• Brief
Copy the following items word for word, leaving out the pictures.

== Records shown ==

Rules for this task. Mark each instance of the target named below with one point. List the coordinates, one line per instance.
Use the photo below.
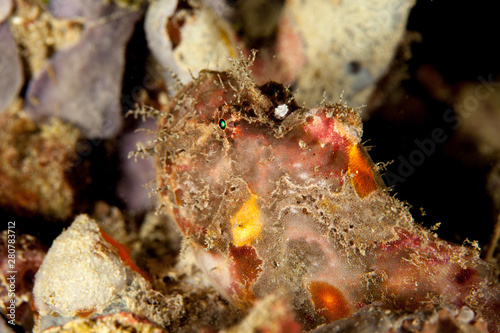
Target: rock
(88, 274)
(37, 169)
(28, 256)
(89, 74)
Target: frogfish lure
(274, 198)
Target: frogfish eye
(222, 124)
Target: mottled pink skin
(311, 220)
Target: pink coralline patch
(325, 130)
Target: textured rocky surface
(36, 166)
(338, 51)
(116, 323)
(87, 273)
(28, 256)
(93, 101)
(11, 72)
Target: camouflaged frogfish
(276, 198)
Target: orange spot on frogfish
(328, 301)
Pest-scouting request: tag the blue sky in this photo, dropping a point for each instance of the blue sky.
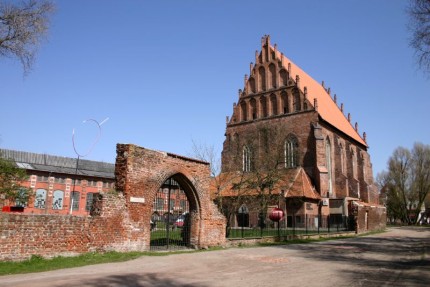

===

• Result of this exercise
Rules for this task. Mark each instance of the target named below with one point. List the coordinates, one line per instance.
Use the photo below.
Target: rock
(88, 274)
(37, 169)
(28, 256)
(89, 74)
Target: frogfish lure
(274, 198)
Target: frogfish eye
(222, 124)
Target: mottled pink skin
(311, 220)
Target: pink coralline patch
(325, 130)
Target: textured rocky surface
(36, 166)
(338, 51)
(116, 323)
(87, 273)
(28, 256)
(93, 101)
(11, 72)
Target: camouflaged frogfish
(276, 198)
Target: orange spot on frogfish
(328, 301)
Pest-scouting request: tag the blue sky in this photo, dropping a point for each instance of the blue sky.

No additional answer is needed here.